The World According to a Gun Lobbyist: The Self-Serving Ideology of Weapons Industry Pressure Groups
“It is difficult to get a man [sic] to understand something, when his salary depends upon his not understanding it!” – Upton Sinclair.
After watching seven lobbyists from the weapons industry give presentations to diplomats negotiating the Arms Trade Treaty (ATT) last week, I left the vast UN conference room feeling deeply upset and disturbed. As they dissembled, manipulated the evidence and dismissed the need for strong controls on the transfers of small arms and ammunition (that cause the majority of the world’s conflict casualties), I wondered “How do they sleep at night?” Their choice of words, discourses and ideas were so foreign to my world. What kind of person could give so callous a presentation and feel that all was well with their soul?
As a humanitarian aid worker and researcher in several places deeply affected by armed violence – including Afghanistan, Iraq, Bosnia, Sudan, South Sudan, Nicaragua, Uganda and Kenya – I have listened to hundreds of people who have had their lives torn apart by war. For all my selfishness, ambition, fickle attention and numerous other faults, I simply could not have performed the smooth, self-confident propaganda offered by the arms lobbyists last week, without being racked by guilt and a sense of self-betrayal.
So how do they do it? Observing the gun lobbyists sitting in conference sessions, most of them seem to be well-mannered, congenial, erudite and intelligent people. What kind of view of the world do you have to have in order to represent, in good conscience, an industry that profits from the killing and maiming of thousands of people?
To try to answer this question, I have spent the past week carefully reading through the transcripts of arms lobbyists’ presentations to the conference, as well as their other public statements on the ATT. I looked for the discourses, assumptions and ideas implicit in the text, to discern the ideology that leads someone to believe that weak controls on the global arms trade – currently less regulated than the trade in bananas – would be a good thing. I tried to understand what the world would look like if the only guide you had was the weapons industry.
= = =
- [Given task 1] In the article on weapons-industry lobbyists, what trade is the global arms trade said to be less regulated than?
- [Given task 2] Please return the part of the article on weapons-industry lobbyists that opens with the words containing "As a humanitarian" and closes with "thousands of people?".
- [Given task 3] Carry the article on weapons-industry lobbyists forward from its final sentence.

- [Listing]
= = =
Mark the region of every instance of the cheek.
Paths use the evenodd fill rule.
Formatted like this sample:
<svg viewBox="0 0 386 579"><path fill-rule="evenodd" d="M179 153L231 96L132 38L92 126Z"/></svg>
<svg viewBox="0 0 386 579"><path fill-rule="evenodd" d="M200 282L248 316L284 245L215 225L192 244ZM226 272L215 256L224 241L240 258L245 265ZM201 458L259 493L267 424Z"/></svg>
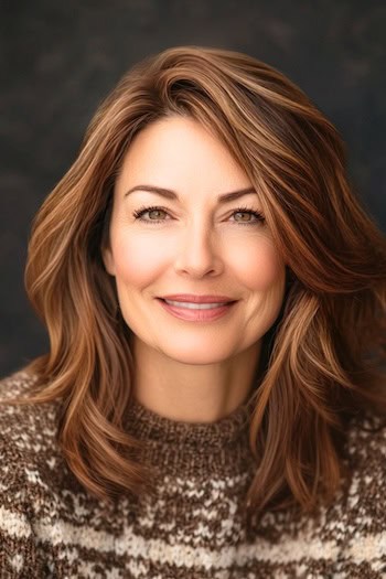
= = =
- [Reply 1] The trade in bananas.

- [Reply 2]
As a humanitarian aid worker and researcher in several places deeply affected by armed violence – including Afghanistan, Iraq, Bosnia, Sudan, South Sudan, Nicaragua, Uganda and Kenya – I have listened to hundreds of people who have had their lives torn apart by war. For all my selfishness, ambition, fickle attention and numerous other faults, I simply could not have performed the smooth, self-confident propaganda offered by the arms lobbyists last week, without being racked by guilt and a sense of self-betrayal.
So how do they do it? Observing the gun lobbyists sitting in conference sessions, most of them seem to be well-mannered, congenial, erudite and intelligent people. What kind of view of the world do you have to have in order to represent, in good conscience, an industry that profits from the killing and maiming of thousands of people?

- [Reply 3]
I found that arms lobby discourse relies on a radically individualistic and confident notion of the Self – a kind of frontierist or vigilantist masculinity, more preoccupied with the importance of preserving the right to hunt or the heritage of “antique weapons” than the humanitarian impact of a world awash with AK-47s.
A representative of the World Forum on the Future of Sport Shooting Activities (WFSA) made a snide remark about campaigners’ “emotional presentations.” He and other lobbyists patronizingly referred to the Control Arms campaign as “well-intentioned”, “well-meaning”, “naïve” and, in the words of the Sporting Arms and Ammunition Manufacturers’ Institute (SAAMI) lobbyist, “laudable in their idealism, but completely lacking in their practicality.”
The gun lobbyists set themselves up as flinty, “practical”, “realistic” men of the world, aware of “the big picture.” But in doing so, they failed to acknowledge that the “real world” they referred to is partially of their own making, the result of their own efforts to impoverish human life to self-defined “practical considerations.”
For example, SAAMI dismissed the regulation of the global trade in ammunition as too complex because of the “shear [sic] numbers involved.” But of course, the “sheer numbers” only exist because the companies like the ones SAAMI represents choose to produce and sell vast quantities of them. This “complexity” is the result of their own activities – they helped create it. This is reminiscent of Hannah Arendt and David Keen’s writings on “action-as-propaganda”, in which social realities are manipulated and engineered so that they provide ‘evidence’ of how the ‘real world’ operates. Tellingly, the SAAMI representative called on delegates to “Focus on the real problems, that can be managed….” This implies that if a problem is ‘unmanageable’ it is somehow not real. If it falls outside the narrow scope of the arms traders’ worldview, what they know how to control, it simply does not exist.
I was particularly struck by the belligerent certainty of their presentations – there was little doubt, reflection or humility. They were literally Self-confident – confident in their ability of to know Reality unproblematically. The statement of Wayne LaPierre of the National Rifle Association of America (NRA) was peppered with phrases like “the only way”, “the only solution”, “no compromise” and “History proves it.” His other fellow lobbyists resorted to similar assertions: “It should be obvious”, “This is a fact”, “history shows”.
One of the lobbyists, an academic from a right-wing think-tank, prefaced his comments by saying “The views I express in this statement are my own.” While this sounds like humility, it concealed an incredible presumption. Everyone else in the room represented states or non-governmental organizations, the values, interests and experience of many people.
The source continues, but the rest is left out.